(Records of named region outlines)
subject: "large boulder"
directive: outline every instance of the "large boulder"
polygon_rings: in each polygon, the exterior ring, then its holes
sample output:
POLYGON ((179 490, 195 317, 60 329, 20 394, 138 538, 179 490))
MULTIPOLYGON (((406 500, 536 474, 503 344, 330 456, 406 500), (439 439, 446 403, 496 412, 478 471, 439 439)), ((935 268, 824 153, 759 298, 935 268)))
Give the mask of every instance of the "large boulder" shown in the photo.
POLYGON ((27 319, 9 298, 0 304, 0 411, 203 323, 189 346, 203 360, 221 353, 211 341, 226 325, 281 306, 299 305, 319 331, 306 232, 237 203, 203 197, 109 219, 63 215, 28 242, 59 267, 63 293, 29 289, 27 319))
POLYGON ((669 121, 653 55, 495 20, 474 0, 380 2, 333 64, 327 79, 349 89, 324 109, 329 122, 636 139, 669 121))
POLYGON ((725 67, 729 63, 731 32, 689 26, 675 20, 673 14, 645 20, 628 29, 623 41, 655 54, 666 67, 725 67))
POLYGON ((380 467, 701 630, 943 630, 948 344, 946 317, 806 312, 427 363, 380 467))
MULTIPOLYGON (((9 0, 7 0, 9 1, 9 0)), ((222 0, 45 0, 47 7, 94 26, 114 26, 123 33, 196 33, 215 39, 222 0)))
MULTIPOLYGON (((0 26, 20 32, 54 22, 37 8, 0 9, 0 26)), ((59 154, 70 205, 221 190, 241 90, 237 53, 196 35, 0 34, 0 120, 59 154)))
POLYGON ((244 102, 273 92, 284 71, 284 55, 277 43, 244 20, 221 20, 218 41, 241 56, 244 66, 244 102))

* * *

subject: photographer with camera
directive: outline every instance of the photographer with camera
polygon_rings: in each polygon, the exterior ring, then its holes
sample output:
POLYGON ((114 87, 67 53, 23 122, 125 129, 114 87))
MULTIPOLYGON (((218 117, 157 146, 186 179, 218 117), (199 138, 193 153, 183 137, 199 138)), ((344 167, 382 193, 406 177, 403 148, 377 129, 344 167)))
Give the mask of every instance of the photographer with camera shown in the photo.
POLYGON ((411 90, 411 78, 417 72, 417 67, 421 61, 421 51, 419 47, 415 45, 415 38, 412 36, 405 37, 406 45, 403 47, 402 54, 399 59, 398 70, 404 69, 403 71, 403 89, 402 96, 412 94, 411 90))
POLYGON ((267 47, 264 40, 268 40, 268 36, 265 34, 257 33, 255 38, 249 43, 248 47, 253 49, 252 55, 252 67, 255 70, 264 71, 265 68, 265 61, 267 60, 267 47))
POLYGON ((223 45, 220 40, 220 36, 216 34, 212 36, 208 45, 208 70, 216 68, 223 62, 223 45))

§ What you should do: Pull out every line of the records that contains the word "photographer" and copy each one in full.

§ Expected output:
subject: photographer with camera
directive: outline every instance of the photographer with camera
Give the mask of every instance of the photographer with camera shown in the photo.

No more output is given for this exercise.